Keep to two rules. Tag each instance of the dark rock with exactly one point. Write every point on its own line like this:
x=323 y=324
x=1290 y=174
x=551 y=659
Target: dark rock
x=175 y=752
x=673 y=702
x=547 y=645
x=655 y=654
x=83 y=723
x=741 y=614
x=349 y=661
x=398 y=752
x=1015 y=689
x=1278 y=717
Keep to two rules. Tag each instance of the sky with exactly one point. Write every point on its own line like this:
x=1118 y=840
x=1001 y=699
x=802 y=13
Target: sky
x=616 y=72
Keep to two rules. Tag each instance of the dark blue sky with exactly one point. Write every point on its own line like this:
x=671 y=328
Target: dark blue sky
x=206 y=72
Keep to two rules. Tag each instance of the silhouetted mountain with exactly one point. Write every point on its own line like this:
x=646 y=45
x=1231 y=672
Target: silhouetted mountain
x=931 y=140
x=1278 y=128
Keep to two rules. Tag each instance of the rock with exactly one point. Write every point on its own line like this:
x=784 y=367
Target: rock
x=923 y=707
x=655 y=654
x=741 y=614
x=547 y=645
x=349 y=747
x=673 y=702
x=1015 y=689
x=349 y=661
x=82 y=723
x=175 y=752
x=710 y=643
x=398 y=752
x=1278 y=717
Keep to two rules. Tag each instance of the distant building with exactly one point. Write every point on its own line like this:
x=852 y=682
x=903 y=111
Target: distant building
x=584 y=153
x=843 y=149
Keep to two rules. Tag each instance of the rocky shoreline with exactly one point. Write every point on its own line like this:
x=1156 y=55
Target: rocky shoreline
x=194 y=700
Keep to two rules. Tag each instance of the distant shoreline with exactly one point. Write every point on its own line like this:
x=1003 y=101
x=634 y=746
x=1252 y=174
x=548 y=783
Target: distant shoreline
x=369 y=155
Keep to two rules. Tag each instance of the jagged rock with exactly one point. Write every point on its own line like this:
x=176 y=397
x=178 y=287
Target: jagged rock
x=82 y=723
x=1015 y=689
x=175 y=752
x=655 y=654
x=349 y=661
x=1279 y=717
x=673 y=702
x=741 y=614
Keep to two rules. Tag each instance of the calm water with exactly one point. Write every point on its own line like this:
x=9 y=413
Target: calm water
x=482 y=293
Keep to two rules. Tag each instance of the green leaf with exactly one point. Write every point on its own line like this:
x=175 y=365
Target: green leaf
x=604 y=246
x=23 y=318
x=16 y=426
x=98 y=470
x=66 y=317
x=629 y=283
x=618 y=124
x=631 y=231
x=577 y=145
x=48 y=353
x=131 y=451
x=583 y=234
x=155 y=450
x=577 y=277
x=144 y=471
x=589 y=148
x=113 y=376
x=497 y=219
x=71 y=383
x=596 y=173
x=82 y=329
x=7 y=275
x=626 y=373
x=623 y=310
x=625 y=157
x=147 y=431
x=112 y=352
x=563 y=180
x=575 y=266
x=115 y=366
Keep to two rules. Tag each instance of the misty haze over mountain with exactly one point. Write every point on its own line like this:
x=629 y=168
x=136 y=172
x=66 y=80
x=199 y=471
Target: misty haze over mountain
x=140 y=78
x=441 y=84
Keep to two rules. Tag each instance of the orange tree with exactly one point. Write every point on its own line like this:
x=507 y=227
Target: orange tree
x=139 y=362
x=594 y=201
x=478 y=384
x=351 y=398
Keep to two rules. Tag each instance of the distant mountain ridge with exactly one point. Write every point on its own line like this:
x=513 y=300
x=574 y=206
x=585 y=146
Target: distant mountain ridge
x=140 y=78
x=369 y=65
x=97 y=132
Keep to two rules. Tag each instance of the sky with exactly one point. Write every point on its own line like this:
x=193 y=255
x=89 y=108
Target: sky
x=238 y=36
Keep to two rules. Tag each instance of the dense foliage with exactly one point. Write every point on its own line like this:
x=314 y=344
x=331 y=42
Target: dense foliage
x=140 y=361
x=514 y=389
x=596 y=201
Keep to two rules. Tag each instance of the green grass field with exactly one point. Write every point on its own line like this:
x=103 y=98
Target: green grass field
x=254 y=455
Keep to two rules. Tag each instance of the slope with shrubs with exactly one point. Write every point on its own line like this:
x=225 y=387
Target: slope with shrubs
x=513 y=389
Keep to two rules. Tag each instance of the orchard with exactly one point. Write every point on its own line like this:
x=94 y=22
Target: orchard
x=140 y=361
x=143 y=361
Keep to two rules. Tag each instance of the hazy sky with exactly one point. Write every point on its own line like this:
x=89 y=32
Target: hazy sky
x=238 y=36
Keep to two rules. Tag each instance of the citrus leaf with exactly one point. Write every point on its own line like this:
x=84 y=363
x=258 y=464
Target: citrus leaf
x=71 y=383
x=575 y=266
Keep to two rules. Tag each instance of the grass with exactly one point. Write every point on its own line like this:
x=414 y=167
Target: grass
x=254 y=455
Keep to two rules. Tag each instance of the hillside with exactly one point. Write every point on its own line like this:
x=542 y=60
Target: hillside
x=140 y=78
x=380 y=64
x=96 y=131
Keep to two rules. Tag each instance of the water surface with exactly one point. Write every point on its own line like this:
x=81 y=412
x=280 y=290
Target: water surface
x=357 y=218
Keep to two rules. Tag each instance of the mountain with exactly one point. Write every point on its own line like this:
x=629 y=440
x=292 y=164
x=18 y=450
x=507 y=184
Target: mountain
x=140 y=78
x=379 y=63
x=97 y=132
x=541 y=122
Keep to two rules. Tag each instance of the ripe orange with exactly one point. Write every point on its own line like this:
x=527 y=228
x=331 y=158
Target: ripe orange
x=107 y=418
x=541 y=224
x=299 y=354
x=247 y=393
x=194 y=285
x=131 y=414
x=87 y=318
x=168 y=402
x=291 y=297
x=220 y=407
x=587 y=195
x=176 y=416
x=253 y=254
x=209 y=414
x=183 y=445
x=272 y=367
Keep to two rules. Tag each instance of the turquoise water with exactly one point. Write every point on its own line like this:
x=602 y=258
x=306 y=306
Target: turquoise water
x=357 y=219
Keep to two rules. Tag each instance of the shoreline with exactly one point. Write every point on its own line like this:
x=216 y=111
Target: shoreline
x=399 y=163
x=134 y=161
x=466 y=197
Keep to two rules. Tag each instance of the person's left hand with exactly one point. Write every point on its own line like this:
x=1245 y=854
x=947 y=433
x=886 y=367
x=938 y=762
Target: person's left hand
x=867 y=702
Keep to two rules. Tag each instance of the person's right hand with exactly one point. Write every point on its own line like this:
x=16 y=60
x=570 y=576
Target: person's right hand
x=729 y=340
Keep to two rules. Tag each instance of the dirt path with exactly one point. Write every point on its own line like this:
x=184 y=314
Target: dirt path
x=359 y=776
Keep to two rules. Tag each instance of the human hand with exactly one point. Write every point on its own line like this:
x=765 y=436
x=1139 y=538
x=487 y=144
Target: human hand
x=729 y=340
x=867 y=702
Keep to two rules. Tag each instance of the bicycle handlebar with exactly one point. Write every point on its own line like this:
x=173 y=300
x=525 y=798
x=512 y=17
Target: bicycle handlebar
────────────────────────────────────────
== EXERCISE ==
Rewrite the listing above as a Markdown table with two columns, Row and Line. Number the rows in order, one line of the listing per row, and skip any blank lines.

== COMPLETE RESPONSE ==
| Row | Line |
|---|---|
| 1 | Keep to two rules. Tag each instance of the dark rock with exactly one point. Write every point on its own line like this: |
| 2 | x=323 y=324 |
| 3 | x=1290 y=174 |
| 4 | x=551 y=659 |
| 5 | Target: dark rock |
| 6 | x=175 y=752 |
| 7 | x=673 y=702 |
| 8 | x=547 y=645 |
| 9 | x=655 y=654 |
| 10 | x=83 y=723 |
| 11 | x=741 y=614 |
| 12 | x=349 y=661 |
| 13 | x=398 y=752 |
| 14 | x=1015 y=689 |
| 15 | x=1278 y=717 |
| 16 | Keep to two rules. Tag each instance of the sky with exactly one point. Write every point on its own line like this: |
| 17 | x=1118 y=840 |
| 18 | x=1001 y=699 |
| 19 | x=802 y=13 |
| 20 | Target: sky |
| 21 | x=616 y=72 |
| 22 | Keep to two rules. Tag each instance of the dark blue sky with exactly one point. Write every point on its own line like this: |
| 23 | x=671 y=328 |
| 24 | Target: dark blue sky |
| 25 | x=206 y=72 |
| 26 | Keep to two rules. Tag each instance of the silhouetted mountain with exactly one point. Write every point on its own line like this: |
| 27 | x=646 y=45 |
| 28 | x=1231 y=672 |
| 29 | Target: silhouetted mountain |
| 30 | x=931 y=140 |
| 31 | x=1278 y=128 |
| 32 | Keep to two rules. Tag each instance of the rock with exactly one point. Write every point on its own line like this: |
| 33 | x=784 y=367 |
| 34 | Target: rock |
| 35 | x=923 y=707 |
| 36 | x=655 y=654 |
| 37 | x=741 y=614 |
| 38 | x=547 y=645 |
| 39 | x=349 y=747 |
| 40 | x=673 y=702 |
| 41 | x=1015 y=689 |
| 42 | x=349 y=661 |
| 43 | x=82 y=723 |
| 44 | x=175 y=752 |
| 45 | x=710 y=643 |
| 46 | x=398 y=752 |
| 47 | x=1278 y=717 |
| 48 | Keep to two rules. Tag each instance of the distant building with exactly one point. Write every point on its own line like this: |
| 49 | x=852 y=682 |
| 50 | x=903 y=111 |
| 51 | Target: distant building |
| 52 | x=584 y=153 |
| 53 | x=843 y=149 |
| 54 | Keep to two rules. Tag each instance of the rocky shoreline with exactly one point. Write every point on its own line like this: |
| 55 | x=1156 y=55 |
| 56 | Target: rocky shoreline |
| 57 | x=194 y=700 |
| 58 | Keep to two rules. Tag each instance of the distant shoreline with exactly one point. Write every point on its own line like this: |
| 59 | x=1003 y=101 |
| 60 | x=634 y=746 |
| 61 | x=1252 y=174 |
| 62 | x=548 y=783 |
| 63 | Target: distant shoreline |
| 64 | x=369 y=155 |
| 65 | Keep to two rules. Tag each instance of the jagged rock with exactly one point. Write every point on its own line like this: |
| 66 | x=176 y=397 |
| 67 | x=178 y=287 |
| 68 | Target: jagged rock |
| 69 | x=82 y=723 |
| 70 | x=1015 y=689 |
| 71 | x=175 y=752 |
| 72 | x=655 y=654 |
| 73 | x=349 y=661 |
| 74 | x=1279 y=717 |
| 75 | x=673 y=702 |
| 76 | x=741 y=614 |
| 77 | Keep to two rules. Tag each instance of the calm water with exactly one point. Write every point on its own line like this: |
| 78 | x=9 y=413 |
| 79 | Target: calm water |
| 80 | x=482 y=293 |
| 81 | Keep to two rules. Tag each instance of the green leaf with exactly one point. Write every point on its own line like this: |
| 82 | x=175 y=365 |
| 83 | Target: green leaf |
| 84 | x=604 y=246 |
| 85 | x=23 y=318 |
| 86 | x=16 y=426 |
| 87 | x=98 y=470 |
| 88 | x=66 y=317 |
| 89 | x=629 y=283 |
| 90 | x=618 y=124 |
| 91 | x=631 y=231 |
| 92 | x=577 y=145 |
| 93 | x=48 y=353 |
| 94 | x=131 y=451 |
| 95 | x=583 y=234 |
| 96 | x=155 y=450 |
| 97 | x=577 y=277 |
| 98 | x=144 y=471 |
| 99 | x=589 y=148 |
| 100 | x=113 y=376 |
| 101 | x=497 y=219 |
| 102 | x=71 y=383 |
| 103 | x=596 y=173 |
| 104 | x=82 y=329 |
| 105 | x=7 y=275 |
| 106 | x=626 y=373 |
| 107 | x=623 y=310 |
| 108 | x=625 y=157 |
| 109 | x=147 y=431 |
| 110 | x=112 y=352 |
| 111 | x=563 y=180 |
| 112 | x=575 y=266 |
| 113 | x=115 y=366 |
| 114 | Keep to two rules. Tag each instance of the misty haze over mountain with exactly one point. Write every point on its own line like this: |
| 115 | x=629 y=168 |
| 116 | x=136 y=172 |
| 117 | x=66 y=80 |
| 118 | x=199 y=471 |
| 119 | Target: misty haze over mountain |
| 120 | x=140 y=78 |
| 121 | x=441 y=84 |
| 122 | Keep to two rules. Tag each instance of the orange tree with exactly one point. Write every point on its own line like this: |
| 123 | x=507 y=227 |
| 124 | Target: orange tree |
| 125 | x=139 y=362 |
| 126 | x=594 y=201 |
| 127 | x=478 y=384 |
| 128 | x=351 y=398 |
| 129 | Keep to two rules. Tag each instance of the distant mountain ridge with exactly one point. Write every point on its own line like this: |
| 130 | x=513 y=300 |
| 131 | x=574 y=206 |
| 132 | x=585 y=146 |
| 133 | Target: distant mountain ridge |
| 134 | x=140 y=78 |
| 135 | x=369 y=65 |
| 136 | x=97 y=132 |
| 137 | Keep to two rules. Tag each instance of the sky with exactly one point. Write every point on its own line like this: |
| 138 | x=193 y=255 |
| 139 | x=89 y=108 |
| 140 | Target: sky |
| 141 | x=238 y=36 |
| 142 | Keep to two rules. Tag each instance of the dense foliage with exactly one point. Write every point on its own line like this: |
| 143 | x=314 y=344 |
| 144 | x=331 y=42 |
| 145 | Target: dense foliage |
| 146 | x=140 y=361 |
| 147 | x=514 y=389 |
| 148 | x=596 y=201 |
| 149 | Keep to two rules. Tag each instance of the green grass field with exactly one point. Write every point on its own line like this: |
| 150 | x=103 y=98 |
| 151 | Target: green grass field |
| 152 | x=254 y=455 |
| 153 | Keep to two rules. Tag each instance of the slope with shrubs with exactly one point. Write every point on its own line like this: |
| 154 | x=225 y=387 |
| 155 | Target: slope with shrubs |
| 156 | x=513 y=389 |
| 157 | Keep to two rules. Tag each instance of the orchard with exactly one point. Write every point on its own line like this: |
| 158 | x=94 y=22 |
| 159 | Target: orchard |
| 160 | x=140 y=361 |
| 161 | x=143 y=361 |
| 162 | Keep to two rules. Tag each instance of the hazy sky with exactly one point. Write every point on its own line like this: |
| 163 | x=89 y=32 |
| 164 | Target: hazy sky |
| 165 | x=238 y=36 |
| 166 | Keep to two rules. Tag each instance of the citrus leaf with exactly one point. Write every point on its own line like this: |
| 167 | x=84 y=363 |
| 168 | x=258 y=464 |
| 169 | Target: citrus leaf |
| 170 | x=71 y=383 |
| 171 | x=575 y=266 |
| 172 | Keep to two rules. Tag each instance of the grass with exactly one point. Write every point on its own line like this: |
| 173 | x=414 y=167 |
| 174 | Target: grass |
| 175 | x=254 y=455 |
| 176 | Keep to two rules. Tag each instance of the hillside with exactly one point. Write every point on its own line like this: |
| 177 | x=542 y=60 |
| 178 | Target: hillside |
| 179 | x=140 y=78 |
| 180 | x=380 y=64 |
| 181 | x=96 y=131 |
| 182 | Keep to two rules. Tag each instance of the water surface with exactly one point. Write every point on its own line like this: |
| 183 | x=81 y=412 |
| 184 | x=280 y=290 |
| 185 | Target: water surface |
| 186 | x=357 y=218 |
| 187 | Keep to two rules. Tag each instance of the mountain with exactly one point. Write every point on its own line like this: |
| 188 | x=629 y=440 |
| 189 | x=292 y=164 |
| 190 | x=18 y=450 |
| 191 | x=507 y=184 |
| 192 | Target: mountain |
| 193 | x=140 y=78 |
| 194 | x=379 y=63 |
| 195 | x=97 y=132 |
| 196 | x=541 y=122 |
| 197 | Keep to two rules. Tag each instance of the ripe orange with exactly one point. Write every point on its own line like this: |
| 198 | x=527 y=228 |
| 199 | x=331 y=158 |
| 200 | Target: ripe orange |
| 201 | x=107 y=418 |
| 202 | x=541 y=224 |
| 203 | x=299 y=354 |
| 204 | x=247 y=393 |
| 205 | x=194 y=285 |
| 206 | x=131 y=414 |
| 207 | x=87 y=318 |
| 208 | x=168 y=402 |
| 209 | x=291 y=297 |
| 210 | x=220 y=407 |
| 211 | x=587 y=195 |
| 212 | x=176 y=416 |
| 213 | x=253 y=254 |
| 214 | x=209 y=414 |
| 215 | x=183 y=445 |
| 216 | x=272 y=367 |
| 217 | Keep to two rules. Tag each instance of the turquoise water with exactly one point. Write every point on its own line like this: |
| 218 | x=602 y=258 |
| 219 | x=306 y=306 |
| 220 | Target: turquoise water |
| 221 | x=357 y=219 |
| 222 | Keep to two rules. Tag each instance of the shoreline with exactly one point. Write every point on its own line like this: |
| 223 | x=216 y=111 |
| 224 | Target: shoreline |
| 225 | x=399 y=163 |
| 226 | x=134 y=161 |
| 227 | x=466 y=197 |
| 228 | Keep to two rules. Tag each instance of the person's left hand with exactly one point. Write every point on its own line like this: |
| 229 | x=1245 y=854 |
| 230 | x=947 y=433 |
| 231 | x=886 y=367 |
| 232 | x=938 y=762 |
| 233 | Target: person's left hand |
| 234 | x=867 y=702 |
| 235 | Keep to two rules. Tag each instance of the person's right hand with exactly one point. Write every point on its own line like this: |
| 236 | x=16 y=60 |
| 237 | x=570 y=576 |
| 238 | Target: person's right hand |
| 239 | x=729 y=340 |
| 240 | Keep to two rules. Tag each instance of the dirt path with exactly one point. Write every point on its own line like this: |
| 241 | x=184 y=314 |
| 242 | Target: dirt path |
| 243 | x=359 y=776 |
| 244 | Keep to two rules. Tag each instance of the human hand with exactly one point. Write every point on its own line like this: |
| 245 | x=765 y=436 |
| 246 | x=1139 y=538 |
| 247 | x=487 y=144 |
| 248 | Target: human hand |
| 249 | x=729 y=340 |
| 250 | x=867 y=702 |
| 251 | Keep to two rules. Tag each instance of the bicycle handlebar with exactly one point. Write every point on its own line like this: |
| 252 | x=173 y=300 |
| 253 | x=525 y=798 |
| 254 | x=512 y=17 |
| 255 | Target: bicycle handlebar |